▶ _Objective_
Copy out the lines of the material word for word, starting with its first line and going on through the line containing "pixel 460 201", with both ends included.

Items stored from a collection
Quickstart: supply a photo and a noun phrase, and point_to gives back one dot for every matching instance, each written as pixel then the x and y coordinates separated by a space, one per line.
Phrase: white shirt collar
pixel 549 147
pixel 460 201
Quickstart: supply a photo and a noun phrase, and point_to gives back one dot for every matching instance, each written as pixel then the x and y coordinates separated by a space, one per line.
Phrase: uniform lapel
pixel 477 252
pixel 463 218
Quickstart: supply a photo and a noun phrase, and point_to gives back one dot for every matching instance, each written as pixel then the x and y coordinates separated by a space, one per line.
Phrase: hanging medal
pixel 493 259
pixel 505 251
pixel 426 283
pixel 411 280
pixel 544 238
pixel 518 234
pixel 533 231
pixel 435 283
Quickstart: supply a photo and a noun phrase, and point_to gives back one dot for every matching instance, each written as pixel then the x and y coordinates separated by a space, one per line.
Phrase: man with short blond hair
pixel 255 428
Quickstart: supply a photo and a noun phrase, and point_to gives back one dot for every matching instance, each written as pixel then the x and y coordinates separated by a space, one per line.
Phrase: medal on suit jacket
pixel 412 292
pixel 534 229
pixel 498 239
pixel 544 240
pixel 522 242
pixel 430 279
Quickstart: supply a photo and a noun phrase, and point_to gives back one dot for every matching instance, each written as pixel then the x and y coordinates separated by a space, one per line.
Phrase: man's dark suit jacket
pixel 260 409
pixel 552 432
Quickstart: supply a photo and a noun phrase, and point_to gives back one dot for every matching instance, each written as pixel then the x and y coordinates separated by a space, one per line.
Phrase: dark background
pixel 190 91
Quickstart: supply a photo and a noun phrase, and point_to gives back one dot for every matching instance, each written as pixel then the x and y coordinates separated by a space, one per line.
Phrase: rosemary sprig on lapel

▶ _Written solution_
Quickstart: supply a photo and a noun phrase, and point_to gives back one dot for every matching instance, each written as pixel then the x and y coordinates separated by a space, one per line.
Phrase: white shirt collar
pixel 549 147
pixel 460 201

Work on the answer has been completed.